Page:
______________________________

We in springlike Boulder are miles away from Chechnya’s ruined dystopia.  But our local paper, the Boulder Daily Camera, is the property of hedge fund Alden Global Capital, which owns over 70 newspapers from the Boston Herald to the San Jose Mercury News.  Last week, the Camera’s local publisher fired its editorial page editor for publishing a commentary – not in the paper itself, but on his own online blog – that criticized Alden’s practice of looting its newspaper holdings for cash.  Our Editorial Advisory Board – of which I’m a newly-resigned member — sought to comment on Dave Krieger’s firing and were told we could not.  The newspaper, that for weeks ran letters to the editor complaining of the cancellation of Blondie and Peanuts, has not run one letter touching on the Krieger matter.  This silence joins a disturbing pattern — In Kingston, New York, the Daily Freeman’s editor has told its staff to erase from all news coverage any mention of parent company Alden’s management practices.

Instead, last Saturday, the Camera’s editorial page “reported” on the firing through omission and erasure.  Krieger’s name was missing from the masthead.  Mine was missing from the Advisory Board roster.  Whereas there are customarily five Advisory Board contributions, last Saturday only three appeared, the blank space filled with larger headlines and alternative copy.  One had to “read” the story by understanding what was not there.  This is now one develops the literacy of censorship.

Saturday afternoon, a dear friend in her eighties came to visit me.  Her family left Germany in 1933.  Her father was working for a literary newspaper during his postdoctoral year – it was the first outlet that Hitler closed.  She arrived at my door, her face haunted.  “This is how it begins,” she said.  I gave her a cup of tea and reassured her that we are not there, and we are not going there — not on my generation’s watch.  But I couldn’t calm the look in her eyes. In the morning paper she had seen ghosts.

Today, in the face of this public pressure the Camera could not render visible, our Boulder City Council will consider a resolution condemning Alden’s suppression of free speech and Krieger’s firing, and declaring the importance of independent media for the community.  As a result, the Camera’s city staff writer, whose beat it is to cover the council’s agenda, was able to run a small news item on the back page of today’s edition that covered the Krieger story – not for itself, but for Council’s proposed action addressing it.  Such are the small acts of provincial rebellion against central authority that might have featured in Marra’s stories.   Indeed, given this unfolding drama, Marra could not have invented a more deliciously ironic name for our paper than the “Daily Camera.” We will see how the tale turns out.

Boulder’s Assault Weapons Ban

I never associate 4/20 with pot.  For me the day’s anthem has always been the dirge of Columbine, and not coincidentally, the birthday of Adolf Hitler.  The subterranean bells of Antichristmas.

So my heart beat for the kids who marched on Friday, demanding freedom — not to light up, but simply to live.  Parkland survivor David Hogg nailed it: “We’re children.  You guys are the adults.  You need to come up with a solution.” As our velocirapturous news cycle sprints off to devour its next victims, the moral challenge from his generation to ours remains.  How will we meet it?

In Boulder, our City Council took up the flag of gun control while the klieg lights were hot, drafting an assault weapons ban and passing it on first reading.  In doing so, we invited the issue, and many gun-rights activists, to town.  Having listened to their case at a marathon public hearing, Sam Weaver briefly considered taking the ordinance off the docket and putting the question to voters, but has now reversed course.  He’s right to change his mind.

______________________________

(Object pointing dataset rows)
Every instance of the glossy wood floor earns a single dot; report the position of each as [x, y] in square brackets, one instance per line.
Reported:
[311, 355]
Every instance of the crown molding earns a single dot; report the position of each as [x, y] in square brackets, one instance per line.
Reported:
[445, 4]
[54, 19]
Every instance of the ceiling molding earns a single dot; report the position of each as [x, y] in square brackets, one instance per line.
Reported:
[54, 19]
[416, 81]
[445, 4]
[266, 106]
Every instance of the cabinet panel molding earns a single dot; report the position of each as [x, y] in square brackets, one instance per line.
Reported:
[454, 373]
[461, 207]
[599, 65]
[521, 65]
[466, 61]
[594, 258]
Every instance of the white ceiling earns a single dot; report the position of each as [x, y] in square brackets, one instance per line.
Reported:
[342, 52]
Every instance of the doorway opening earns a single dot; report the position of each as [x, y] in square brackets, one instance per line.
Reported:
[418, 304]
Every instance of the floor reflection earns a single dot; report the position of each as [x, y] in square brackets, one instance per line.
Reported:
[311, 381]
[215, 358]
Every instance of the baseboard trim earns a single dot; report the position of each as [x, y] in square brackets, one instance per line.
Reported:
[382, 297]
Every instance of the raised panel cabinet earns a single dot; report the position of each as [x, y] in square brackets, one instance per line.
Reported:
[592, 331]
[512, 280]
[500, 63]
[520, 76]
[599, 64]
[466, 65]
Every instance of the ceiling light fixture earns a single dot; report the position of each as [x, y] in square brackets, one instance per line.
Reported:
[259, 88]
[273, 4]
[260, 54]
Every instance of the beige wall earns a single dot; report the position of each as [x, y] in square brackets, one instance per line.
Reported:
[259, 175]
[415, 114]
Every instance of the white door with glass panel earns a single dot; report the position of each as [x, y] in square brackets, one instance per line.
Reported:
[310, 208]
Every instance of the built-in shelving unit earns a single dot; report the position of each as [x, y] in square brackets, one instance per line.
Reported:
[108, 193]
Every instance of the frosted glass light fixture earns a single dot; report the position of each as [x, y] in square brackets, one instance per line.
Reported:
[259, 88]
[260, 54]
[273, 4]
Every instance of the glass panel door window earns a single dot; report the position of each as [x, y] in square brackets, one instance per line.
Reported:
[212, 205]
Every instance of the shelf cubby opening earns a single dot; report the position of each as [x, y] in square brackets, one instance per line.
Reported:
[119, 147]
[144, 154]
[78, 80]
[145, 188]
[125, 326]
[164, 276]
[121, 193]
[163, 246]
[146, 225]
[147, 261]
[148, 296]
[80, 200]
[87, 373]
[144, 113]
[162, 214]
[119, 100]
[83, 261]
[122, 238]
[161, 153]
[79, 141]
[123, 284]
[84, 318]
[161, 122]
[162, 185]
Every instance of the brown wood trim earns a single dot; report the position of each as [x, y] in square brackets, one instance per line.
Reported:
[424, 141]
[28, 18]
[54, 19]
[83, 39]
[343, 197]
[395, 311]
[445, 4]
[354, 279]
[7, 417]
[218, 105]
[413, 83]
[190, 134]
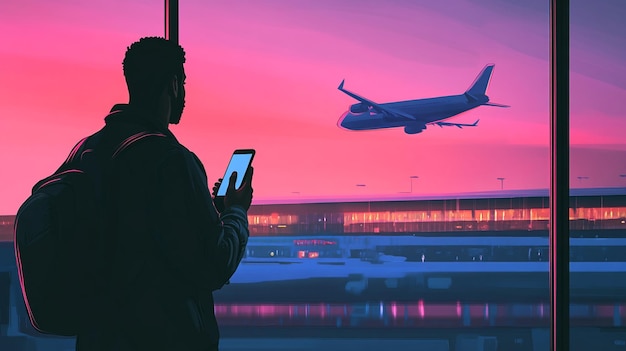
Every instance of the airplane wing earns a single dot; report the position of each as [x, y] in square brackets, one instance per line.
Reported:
[389, 112]
[494, 104]
[460, 125]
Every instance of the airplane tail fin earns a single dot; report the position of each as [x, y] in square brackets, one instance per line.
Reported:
[479, 86]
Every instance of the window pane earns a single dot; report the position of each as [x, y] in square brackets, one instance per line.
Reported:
[597, 167]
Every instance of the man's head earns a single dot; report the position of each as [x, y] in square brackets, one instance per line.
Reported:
[153, 67]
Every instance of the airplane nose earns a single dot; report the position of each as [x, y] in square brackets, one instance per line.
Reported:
[340, 122]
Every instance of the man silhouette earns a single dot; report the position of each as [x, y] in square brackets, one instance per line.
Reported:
[174, 244]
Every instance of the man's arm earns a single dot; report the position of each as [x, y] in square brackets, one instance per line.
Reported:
[203, 247]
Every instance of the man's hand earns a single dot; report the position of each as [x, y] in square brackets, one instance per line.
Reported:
[240, 197]
[218, 201]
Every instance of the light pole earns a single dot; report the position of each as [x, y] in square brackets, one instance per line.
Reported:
[412, 177]
[501, 182]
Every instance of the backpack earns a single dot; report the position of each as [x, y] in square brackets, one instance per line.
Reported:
[61, 244]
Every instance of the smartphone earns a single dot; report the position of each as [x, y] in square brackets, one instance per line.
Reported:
[239, 162]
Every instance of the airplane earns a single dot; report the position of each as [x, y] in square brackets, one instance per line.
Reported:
[415, 115]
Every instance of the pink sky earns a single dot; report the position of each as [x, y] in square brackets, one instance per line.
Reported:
[264, 75]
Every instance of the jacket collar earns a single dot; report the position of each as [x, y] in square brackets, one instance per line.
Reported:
[121, 113]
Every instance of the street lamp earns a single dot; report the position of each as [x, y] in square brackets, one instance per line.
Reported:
[501, 182]
[412, 177]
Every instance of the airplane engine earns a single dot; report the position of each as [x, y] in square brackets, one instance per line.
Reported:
[359, 108]
[414, 128]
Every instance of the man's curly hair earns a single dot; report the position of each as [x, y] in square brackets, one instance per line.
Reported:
[149, 63]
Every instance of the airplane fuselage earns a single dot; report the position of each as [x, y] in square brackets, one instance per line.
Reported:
[414, 115]
[425, 111]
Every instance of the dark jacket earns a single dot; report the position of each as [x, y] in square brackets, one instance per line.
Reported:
[172, 247]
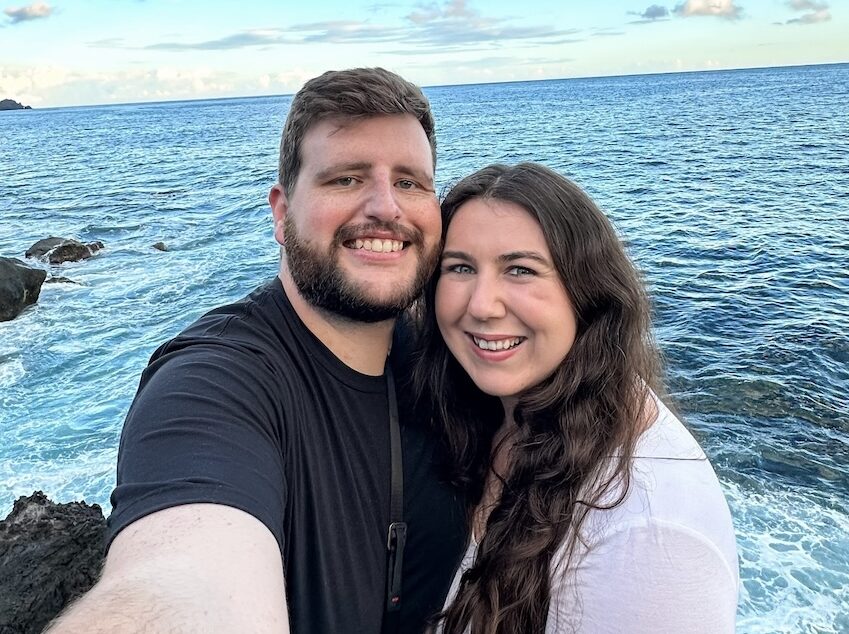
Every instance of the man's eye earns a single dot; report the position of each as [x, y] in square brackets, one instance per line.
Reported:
[462, 269]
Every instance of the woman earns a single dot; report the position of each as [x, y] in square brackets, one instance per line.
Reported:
[592, 508]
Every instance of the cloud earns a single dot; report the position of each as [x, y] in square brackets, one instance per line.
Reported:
[714, 8]
[652, 13]
[35, 11]
[448, 25]
[453, 23]
[816, 11]
[244, 39]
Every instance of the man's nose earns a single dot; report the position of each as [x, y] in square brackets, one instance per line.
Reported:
[486, 301]
[381, 203]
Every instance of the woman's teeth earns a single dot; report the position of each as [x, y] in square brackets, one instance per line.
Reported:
[500, 344]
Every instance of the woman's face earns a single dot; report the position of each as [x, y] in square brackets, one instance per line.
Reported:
[500, 304]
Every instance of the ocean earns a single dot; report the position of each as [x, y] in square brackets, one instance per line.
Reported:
[730, 188]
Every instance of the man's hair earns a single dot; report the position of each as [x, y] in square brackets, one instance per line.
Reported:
[358, 93]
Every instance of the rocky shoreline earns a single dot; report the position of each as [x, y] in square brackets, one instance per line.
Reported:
[49, 554]
[11, 104]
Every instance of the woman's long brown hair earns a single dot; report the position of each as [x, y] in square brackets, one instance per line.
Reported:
[577, 429]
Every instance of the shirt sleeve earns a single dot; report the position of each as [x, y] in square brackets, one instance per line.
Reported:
[656, 578]
[206, 426]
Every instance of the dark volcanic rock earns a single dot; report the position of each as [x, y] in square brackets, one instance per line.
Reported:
[20, 286]
[58, 279]
[11, 104]
[49, 554]
[40, 248]
[58, 250]
[73, 251]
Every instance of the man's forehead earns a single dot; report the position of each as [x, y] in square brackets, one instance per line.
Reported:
[333, 138]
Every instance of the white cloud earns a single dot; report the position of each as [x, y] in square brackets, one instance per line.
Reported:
[34, 11]
[816, 11]
[715, 8]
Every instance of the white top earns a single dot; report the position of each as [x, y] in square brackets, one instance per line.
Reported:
[662, 562]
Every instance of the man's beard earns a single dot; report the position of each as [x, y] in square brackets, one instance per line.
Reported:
[321, 281]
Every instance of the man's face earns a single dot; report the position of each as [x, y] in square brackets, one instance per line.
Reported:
[361, 226]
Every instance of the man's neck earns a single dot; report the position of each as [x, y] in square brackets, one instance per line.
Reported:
[359, 345]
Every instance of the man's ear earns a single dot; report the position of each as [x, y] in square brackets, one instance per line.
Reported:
[279, 208]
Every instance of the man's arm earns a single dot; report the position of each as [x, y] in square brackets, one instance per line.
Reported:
[190, 568]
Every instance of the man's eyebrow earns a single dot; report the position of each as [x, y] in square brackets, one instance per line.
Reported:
[457, 255]
[419, 175]
[332, 170]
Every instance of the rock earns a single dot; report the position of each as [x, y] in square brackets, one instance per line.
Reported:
[58, 279]
[10, 104]
[59, 250]
[49, 554]
[73, 251]
[43, 246]
[20, 286]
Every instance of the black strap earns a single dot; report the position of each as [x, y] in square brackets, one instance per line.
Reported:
[397, 535]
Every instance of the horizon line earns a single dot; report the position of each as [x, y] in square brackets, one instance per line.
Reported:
[485, 83]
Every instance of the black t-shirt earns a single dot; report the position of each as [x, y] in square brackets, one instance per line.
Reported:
[249, 409]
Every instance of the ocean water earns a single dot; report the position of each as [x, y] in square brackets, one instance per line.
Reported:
[731, 189]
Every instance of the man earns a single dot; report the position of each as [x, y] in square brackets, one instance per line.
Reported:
[254, 469]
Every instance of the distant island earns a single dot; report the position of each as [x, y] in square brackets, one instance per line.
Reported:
[9, 104]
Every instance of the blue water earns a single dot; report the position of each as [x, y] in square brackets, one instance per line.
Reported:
[731, 189]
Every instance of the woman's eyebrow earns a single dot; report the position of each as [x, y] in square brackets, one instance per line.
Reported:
[523, 255]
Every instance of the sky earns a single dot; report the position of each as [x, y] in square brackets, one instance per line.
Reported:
[81, 52]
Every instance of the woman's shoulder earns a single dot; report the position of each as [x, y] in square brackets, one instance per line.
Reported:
[673, 489]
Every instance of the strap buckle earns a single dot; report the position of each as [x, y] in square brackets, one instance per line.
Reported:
[395, 542]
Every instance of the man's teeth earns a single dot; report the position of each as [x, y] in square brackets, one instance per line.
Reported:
[379, 246]
[501, 344]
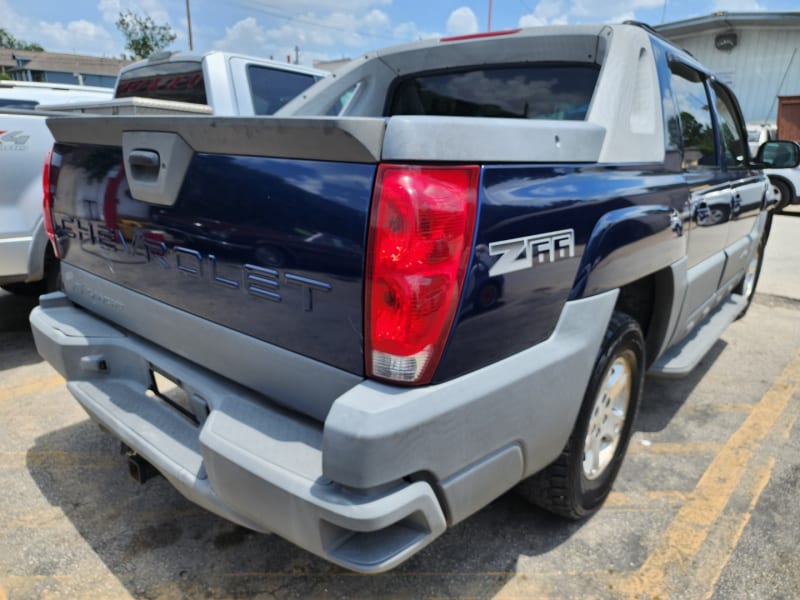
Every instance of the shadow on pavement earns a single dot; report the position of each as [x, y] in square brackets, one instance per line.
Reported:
[664, 396]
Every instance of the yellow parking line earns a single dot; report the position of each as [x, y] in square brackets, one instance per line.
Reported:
[644, 500]
[717, 562]
[690, 528]
[13, 392]
[670, 448]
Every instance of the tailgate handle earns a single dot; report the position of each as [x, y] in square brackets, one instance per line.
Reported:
[156, 163]
[145, 164]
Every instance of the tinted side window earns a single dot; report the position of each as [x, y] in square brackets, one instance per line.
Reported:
[178, 81]
[697, 130]
[560, 92]
[731, 132]
[272, 88]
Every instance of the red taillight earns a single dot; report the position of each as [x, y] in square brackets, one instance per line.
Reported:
[419, 243]
[48, 204]
[476, 36]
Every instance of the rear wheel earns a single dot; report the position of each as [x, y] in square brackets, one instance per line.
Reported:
[578, 482]
[782, 192]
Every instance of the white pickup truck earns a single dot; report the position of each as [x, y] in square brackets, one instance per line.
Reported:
[214, 83]
[784, 178]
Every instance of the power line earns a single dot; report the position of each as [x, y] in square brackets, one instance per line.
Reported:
[255, 5]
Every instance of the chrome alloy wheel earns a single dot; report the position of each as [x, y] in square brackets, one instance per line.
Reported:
[608, 417]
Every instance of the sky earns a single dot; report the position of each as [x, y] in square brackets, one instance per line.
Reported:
[327, 29]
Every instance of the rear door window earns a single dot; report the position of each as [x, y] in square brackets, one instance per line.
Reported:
[178, 81]
[691, 97]
[556, 92]
[272, 88]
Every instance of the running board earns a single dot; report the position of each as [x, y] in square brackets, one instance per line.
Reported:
[681, 359]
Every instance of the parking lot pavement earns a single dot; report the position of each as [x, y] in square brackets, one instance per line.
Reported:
[705, 505]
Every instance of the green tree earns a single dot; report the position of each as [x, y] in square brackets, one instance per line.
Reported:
[144, 37]
[9, 41]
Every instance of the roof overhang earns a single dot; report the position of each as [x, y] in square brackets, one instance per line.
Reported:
[728, 20]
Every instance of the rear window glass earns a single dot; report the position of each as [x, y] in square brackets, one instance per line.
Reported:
[18, 103]
[272, 88]
[178, 81]
[558, 92]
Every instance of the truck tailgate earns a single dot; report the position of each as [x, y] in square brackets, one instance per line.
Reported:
[264, 232]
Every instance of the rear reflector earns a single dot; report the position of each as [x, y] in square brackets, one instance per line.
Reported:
[47, 204]
[419, 243]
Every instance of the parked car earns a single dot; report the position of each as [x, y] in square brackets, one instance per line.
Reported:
[780, 159]
[27, 263]
[530, 219]
[759, 133]
[218, 83]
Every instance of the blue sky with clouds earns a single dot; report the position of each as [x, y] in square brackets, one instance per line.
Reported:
[327, 29]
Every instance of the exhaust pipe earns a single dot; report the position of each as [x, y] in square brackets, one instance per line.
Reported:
[138, 468]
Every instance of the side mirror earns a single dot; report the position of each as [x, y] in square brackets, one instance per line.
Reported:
[778, 155]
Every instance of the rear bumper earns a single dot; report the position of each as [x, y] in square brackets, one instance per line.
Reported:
[249, 461]
[385, 474]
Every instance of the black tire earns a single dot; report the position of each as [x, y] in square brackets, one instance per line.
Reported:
[577, 483]
[50, 283]
[784, 193]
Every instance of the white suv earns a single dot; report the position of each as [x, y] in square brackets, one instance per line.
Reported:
[26, 264]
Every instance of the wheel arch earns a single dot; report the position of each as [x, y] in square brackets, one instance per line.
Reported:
[788, 182]
[654, 301]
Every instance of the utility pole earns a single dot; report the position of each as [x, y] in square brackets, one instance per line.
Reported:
[189, 23]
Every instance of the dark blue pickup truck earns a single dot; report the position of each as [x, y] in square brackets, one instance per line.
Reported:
[438, 275]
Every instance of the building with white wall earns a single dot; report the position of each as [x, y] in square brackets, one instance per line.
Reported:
[756, 54]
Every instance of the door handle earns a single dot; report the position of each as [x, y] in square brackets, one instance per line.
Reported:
[145, 164]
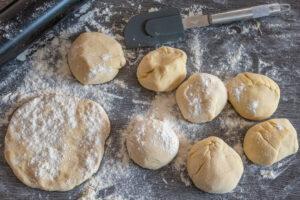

______________________________

Problems:
(A) In the Boulder essay, what year did the author's elderly friend's family leave Germany?
(B) Edit the Boulder essay's stretch from "Saturday afternoon, a" through "had seen ghosts.", swapping "tea" for "coffee".
(C) Resume the Boulder essay after its final sentence.

Expected responses:
(A) 1933

(B)
Saturday afternoon, a dear friend in her eighties came to visit me.  Her family left Germany in 1933.  Her father was working for a literary newspaper during his postdoctoral year – it was the first outlet that Hitler closed.  She arrived at my door, her face haunted.  “This is how it begins,” she said.  I gave her a cup of coffee and reassured her that we are not there, and we are not going there — not on my generation’s watch.  But I couldn’t calm the look in her eyes. In the morning paper she had seen ghosts.

(C)
He’s right because gun control is one of today’s most glaring failures of our representative government; therefore, gun control is among the most obvious places to start fixing it, in any way possible.  Since we live in the United States, it’s useful to go back to a seminal text of American democratic theory, Federalist Paper No. 10.  Authored by James Madison (sorry, Hamilton fans), this tract acknowledges that democratic governments fail when overcome by the narrow, interest-driven power of “faction”.  Allowing the people to govern directly permits this interest-driven impulse to take over, resulting in tyranny of the majority and collapse of freedom.  Modern examples of failed direct democracy, especially in societies riven by sharp ethnic tensions, are too numerous and tragic to recite.  As one observer put it after an African election and its bloody aftermath, “This was not an election.  It was a census.”

Madison argued that democracy can succeed only by two means.  First, the passions of self-interest must pass through the filter of representation by elected leaders, “whose wisdom may best discern the true interest of their country and whose patriotism and love of justice will be least likely to sacrifice it to temporary or partial considerations.”  This ideal of public service, essential to the American form of government, was common in Madison’s day but is rare in ours — an absence we’re quick to condemn in our adversaries and overlook in our friends.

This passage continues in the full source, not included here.